=== TEXTE PROPOSÉ ===
----------------

Avec ses refrains exotiques et sa voix perlée et mélodieuse,
Marie-José a probablement été l’une des
chanteuses françaises les plus populaires dans les années 40 et 50. Celle qui s’était
fait une spécialité du tango chanté, a souvent enregistré des chansons de
films, voire doublé vocalement certains artistes de cinéma. On a tendance à
oublier qu’elle a commencé sa carrière avant-guerre en tant que comédienne
avant de bifurquer vers la chanson.
Née en Algérie, en 1914, d’une maman espagnole et d’un papa
instituteur, Marie José a toujours adoré chanter, même si son père voyait d’un
très mauvais œil la possibilité d’une
carrière artistique. Parallèlement à des études d’infirmière, elle suit 2 ans les cours
du conservatoire à Oran. Consciente de ses limites dans le domaine lyrique,
elle reconnaîtra pourtant que ses cours lui ont amplement servi par la suite
pour placer sa voix. En 1937, la jeune femme se rend à Paris pour passer son
diplôme d’infirmière…et en profite pour essayer de concrétiser ses projets
artistiques.
Elle fait un peu de figuration dans le film Naples aux
baisers de feu dont la vedette est Tino Rossi. Grâce au soutien de Michel Simon,
acteur de génie, la jolie brunette aux yeux de braise obtient quelques rôles un
peu plus substantiels mais très secondaires dans Rappel immédiat de Léon Mathot,
un bon drame sentimental avec Mireille Balin ou Ils étaient neufs célibataires,
comédie désinvolte de Sacha Guitry. Les
deux films connaîtront un beau succès commercial.

----------------

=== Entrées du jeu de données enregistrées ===
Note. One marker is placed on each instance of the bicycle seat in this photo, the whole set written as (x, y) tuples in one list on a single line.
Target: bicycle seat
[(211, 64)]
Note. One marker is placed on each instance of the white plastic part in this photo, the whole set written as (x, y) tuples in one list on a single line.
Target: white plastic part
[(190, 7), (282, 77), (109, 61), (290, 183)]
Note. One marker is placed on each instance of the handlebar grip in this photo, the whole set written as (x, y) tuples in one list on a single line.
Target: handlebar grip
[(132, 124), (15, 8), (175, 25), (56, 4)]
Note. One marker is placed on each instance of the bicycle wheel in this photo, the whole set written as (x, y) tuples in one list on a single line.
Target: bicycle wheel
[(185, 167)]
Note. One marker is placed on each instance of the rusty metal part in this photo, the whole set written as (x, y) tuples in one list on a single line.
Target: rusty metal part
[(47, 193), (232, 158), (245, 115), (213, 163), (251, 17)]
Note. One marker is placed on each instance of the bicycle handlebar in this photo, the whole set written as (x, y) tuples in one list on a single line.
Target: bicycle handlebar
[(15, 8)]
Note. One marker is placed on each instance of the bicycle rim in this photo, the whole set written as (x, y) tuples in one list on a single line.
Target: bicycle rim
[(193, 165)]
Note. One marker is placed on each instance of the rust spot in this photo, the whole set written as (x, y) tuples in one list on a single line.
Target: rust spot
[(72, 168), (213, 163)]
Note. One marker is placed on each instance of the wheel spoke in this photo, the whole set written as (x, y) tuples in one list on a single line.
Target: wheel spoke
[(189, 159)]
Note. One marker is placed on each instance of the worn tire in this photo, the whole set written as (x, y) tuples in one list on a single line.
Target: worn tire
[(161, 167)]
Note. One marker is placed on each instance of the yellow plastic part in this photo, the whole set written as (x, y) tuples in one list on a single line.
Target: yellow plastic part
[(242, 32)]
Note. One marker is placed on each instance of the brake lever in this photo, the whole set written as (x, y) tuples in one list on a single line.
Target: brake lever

----------------

=== CONSIGNE ===
Relevez dans le texte sur Marie-José le passage qui va de « Avec ses refrains » à « vers la chanson. », ces deux segments compris.

=== CORRIGÉ ===
Avec ses refrains exotiques et sa voix perlée et mélodieuse,
Marie-José a probablement été l’une des
chanteuses françaises les plus populaires dans les années 40 et 50. Celle qui s’était
fait une spécialité du tango chanté, a souvent enregistré des chansons de
films, voire doublé vocalement certains artistes de cinéma. On a tendance à
oublier qu’elle a commencé sa carrière avant-guerre en tant que comédienne
avant de bifurquer vers la chanson.